[start of Document text]
I still think that is solvable with using cred_locked_for_ptrace and
simply make the tsync fail if it would otherwise be blocked.


Thanks
Bernd.
Kees Cook March 3, 2020, 5:29 a.m. UTC | #3
On Tue, Mar 03, 2020 at 04:54:34AM +0000, Bernd Edlinger wrote:
> On 3/3/20 3:26 AM, Kees Cook wrote:
> > On Mon, Mar 02, 2020 at 10:18:07PM +0000, Bernd Edlinger wrote:
> > > [...]
> >
> > If I'm reading this patch correctly, this changes the lifetime of the
> > cred_guard_mutex lock to be:
> > 	- during prepare_bprm_creds()
> > 	- from flush_old_exec() through install_exec_creds()
> > Before, cred_guard_mutex was held from prepare_bprm_creds() through
> > install_exec_creds().

BTW, I think the effect of this change (i.e. my paragraph above) should
be distinctly called out in the commit log if this solution moves
forward.

> > That means, for example, that check_unsafe_exec()'s documented invariant
> > is violated:
> >     /*
> >      * determine how safe it is to execute the proposed program
> >      * - the caller must hold ->cred_guard_mutex to protect against
> >      *   PTRACE_ATTACH or seccomp thread-sync
> >      */
> 
> Oh, right, I haven't understood that hint...

I know no_new_privs is checked there, but I haven't studied the
PTRACE_ATTACH part of that comment. If that is handled with the new
check, this comment should be updated.

> > I think it also means that the potentially multiple invocations
> > of bprm_fill_uid() (via prepare_binprm() via binfmt_script.c and
> > binfmt_misc.c) would be changing bprm->cred details (uid, gid) without
> > a lock (another place where current's no_new_privs is evaluated).
> 
> So no_new_privs can change from 0->1, but should not
> when execve is running.
[end of Document text]
» **Brief 1**
Translate this sentence from the kernel patch discussion into Spanish: "If that is handled with the new check, this comment should be updated."
» **Brief 2**
Duplicate the part of the kernel patch discussion starting with "I know no_new_privs" and going on through "no_new_privs is evaluated).".
[start of Entries shown]
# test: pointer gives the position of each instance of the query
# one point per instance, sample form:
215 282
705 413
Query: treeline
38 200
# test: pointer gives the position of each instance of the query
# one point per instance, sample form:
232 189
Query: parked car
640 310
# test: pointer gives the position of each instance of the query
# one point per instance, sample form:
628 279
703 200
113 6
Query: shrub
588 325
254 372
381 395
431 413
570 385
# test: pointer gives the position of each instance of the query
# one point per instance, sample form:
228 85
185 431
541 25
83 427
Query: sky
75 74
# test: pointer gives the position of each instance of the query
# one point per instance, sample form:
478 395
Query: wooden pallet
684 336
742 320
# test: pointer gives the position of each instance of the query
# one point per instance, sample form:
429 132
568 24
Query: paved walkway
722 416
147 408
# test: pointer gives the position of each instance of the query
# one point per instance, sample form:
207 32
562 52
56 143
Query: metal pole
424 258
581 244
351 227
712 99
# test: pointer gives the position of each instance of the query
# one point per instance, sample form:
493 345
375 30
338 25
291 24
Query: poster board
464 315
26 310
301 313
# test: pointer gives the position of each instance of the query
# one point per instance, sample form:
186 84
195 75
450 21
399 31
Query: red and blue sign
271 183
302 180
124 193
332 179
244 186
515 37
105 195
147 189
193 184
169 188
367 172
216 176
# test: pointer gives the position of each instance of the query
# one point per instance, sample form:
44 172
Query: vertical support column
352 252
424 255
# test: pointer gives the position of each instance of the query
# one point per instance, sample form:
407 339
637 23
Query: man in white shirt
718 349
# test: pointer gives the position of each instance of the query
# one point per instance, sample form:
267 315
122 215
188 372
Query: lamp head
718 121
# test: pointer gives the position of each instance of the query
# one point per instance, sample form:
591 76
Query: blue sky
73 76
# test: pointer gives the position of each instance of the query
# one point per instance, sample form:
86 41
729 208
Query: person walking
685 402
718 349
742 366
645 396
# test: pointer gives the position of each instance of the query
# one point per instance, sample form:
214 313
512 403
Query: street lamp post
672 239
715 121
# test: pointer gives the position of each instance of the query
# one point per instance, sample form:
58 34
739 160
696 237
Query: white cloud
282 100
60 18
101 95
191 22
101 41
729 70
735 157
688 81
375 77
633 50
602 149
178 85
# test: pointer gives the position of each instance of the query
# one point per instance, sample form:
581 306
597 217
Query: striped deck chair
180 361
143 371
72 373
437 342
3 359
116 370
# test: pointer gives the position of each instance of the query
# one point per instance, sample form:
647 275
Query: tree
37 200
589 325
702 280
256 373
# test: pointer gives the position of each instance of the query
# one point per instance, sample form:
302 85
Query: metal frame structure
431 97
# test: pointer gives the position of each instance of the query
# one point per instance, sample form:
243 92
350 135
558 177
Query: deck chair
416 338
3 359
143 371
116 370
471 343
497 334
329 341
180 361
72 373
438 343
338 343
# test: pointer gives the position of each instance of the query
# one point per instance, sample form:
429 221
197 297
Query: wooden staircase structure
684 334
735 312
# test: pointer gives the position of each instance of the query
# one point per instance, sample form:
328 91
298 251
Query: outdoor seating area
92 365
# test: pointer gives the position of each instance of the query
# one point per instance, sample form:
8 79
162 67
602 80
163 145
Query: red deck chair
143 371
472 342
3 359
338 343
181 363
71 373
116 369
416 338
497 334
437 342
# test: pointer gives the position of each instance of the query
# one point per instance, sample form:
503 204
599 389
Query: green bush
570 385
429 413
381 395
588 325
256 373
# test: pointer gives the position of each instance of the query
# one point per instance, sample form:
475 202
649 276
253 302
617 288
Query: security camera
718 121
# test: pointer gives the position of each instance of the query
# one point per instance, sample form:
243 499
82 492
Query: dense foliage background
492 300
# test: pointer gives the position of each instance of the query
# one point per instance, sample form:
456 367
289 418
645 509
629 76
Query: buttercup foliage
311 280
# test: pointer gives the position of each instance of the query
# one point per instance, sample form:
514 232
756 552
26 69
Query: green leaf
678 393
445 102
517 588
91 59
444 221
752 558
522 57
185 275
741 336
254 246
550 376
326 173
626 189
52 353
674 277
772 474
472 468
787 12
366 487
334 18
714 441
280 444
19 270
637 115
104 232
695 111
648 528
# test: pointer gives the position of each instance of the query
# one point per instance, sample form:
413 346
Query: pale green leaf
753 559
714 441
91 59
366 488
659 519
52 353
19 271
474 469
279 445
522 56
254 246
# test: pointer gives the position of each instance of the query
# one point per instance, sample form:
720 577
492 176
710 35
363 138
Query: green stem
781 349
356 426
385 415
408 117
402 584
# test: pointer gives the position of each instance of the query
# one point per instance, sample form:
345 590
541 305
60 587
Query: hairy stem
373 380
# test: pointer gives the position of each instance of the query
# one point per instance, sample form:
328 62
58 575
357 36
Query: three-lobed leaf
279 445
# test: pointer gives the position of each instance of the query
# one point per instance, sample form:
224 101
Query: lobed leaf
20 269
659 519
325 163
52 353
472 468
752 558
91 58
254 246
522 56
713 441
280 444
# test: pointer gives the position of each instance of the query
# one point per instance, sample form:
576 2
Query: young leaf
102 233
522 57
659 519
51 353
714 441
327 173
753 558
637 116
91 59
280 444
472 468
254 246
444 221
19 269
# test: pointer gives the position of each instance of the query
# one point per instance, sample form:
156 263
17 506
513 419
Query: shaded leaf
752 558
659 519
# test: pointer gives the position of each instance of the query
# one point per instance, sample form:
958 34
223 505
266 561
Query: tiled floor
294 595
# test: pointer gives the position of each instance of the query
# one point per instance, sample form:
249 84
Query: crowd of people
[end of Entries shown]
» **Task answer 1**
Si eso se maneja con la nueva comprobación, este comentario debería actualizarse.

» **Task answer 2**
I know no_new_privs is checked there, but I haven't studied the
PTRACE_ATTACH part of that comment. If that is handled with the new
check, this comment should be updated.

> > I think it also means that the potentially multiple invocations
> > of bprm_fill_uid() (via prepare_binprm() via binfmt_script.c and
> > binfmt_misc.c) would be changing bprm->cred details (uid, gid) without
> > a lock (another place where current's no_new_privs is evaluated).